## EXERCISE INSTRUCTIONS:
Could you give back every entry below exactly, with the pictures dropped?

[Photo-based referring expression data]
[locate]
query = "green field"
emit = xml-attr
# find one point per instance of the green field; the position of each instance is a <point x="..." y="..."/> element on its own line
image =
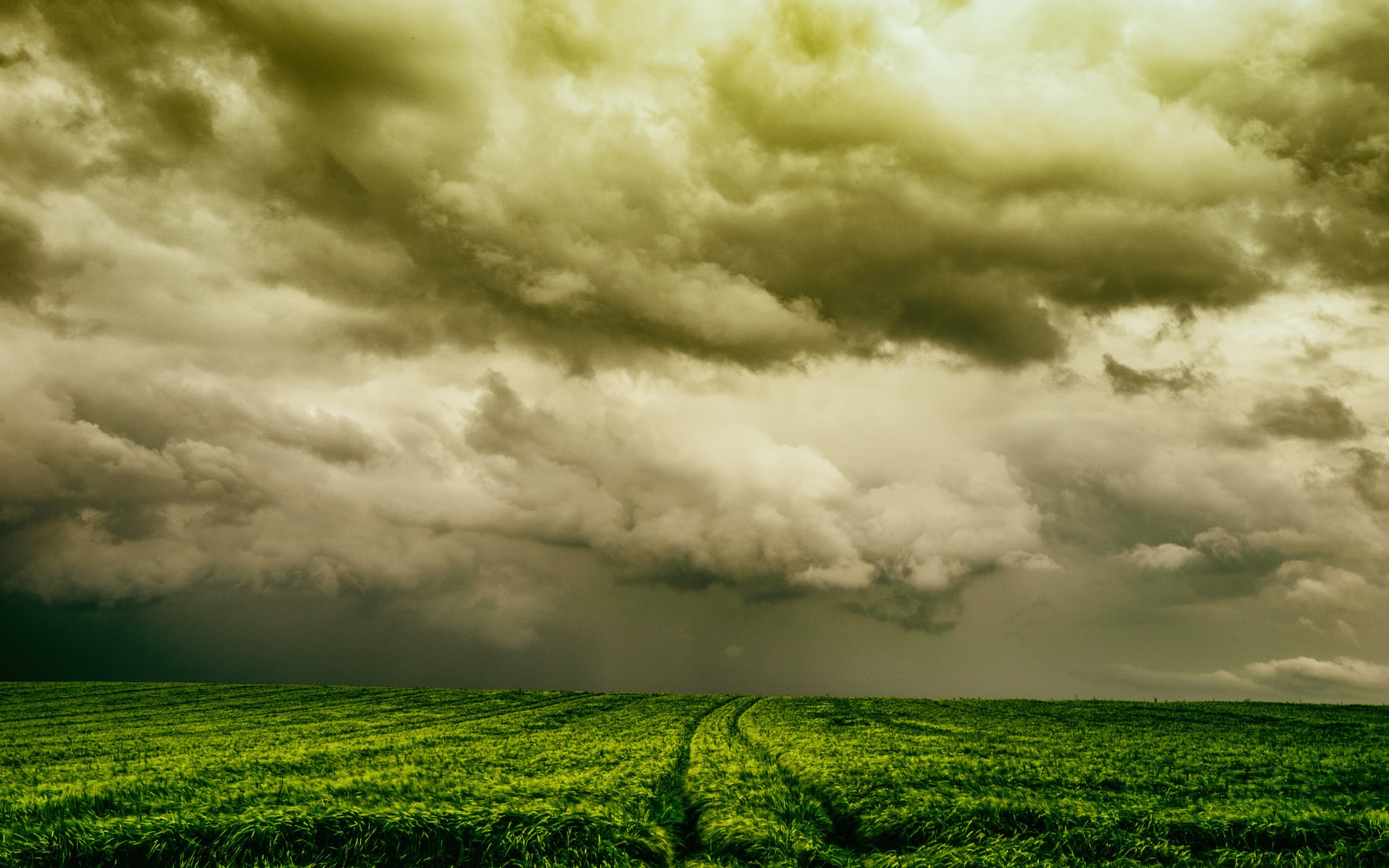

## EXPECTED ANSWER:
[locate]
query = "green field"
emit = xml-attr
# find one point per instance of the green field; the position of each instance is a <point x="..." y="..."/> element on its own line
image =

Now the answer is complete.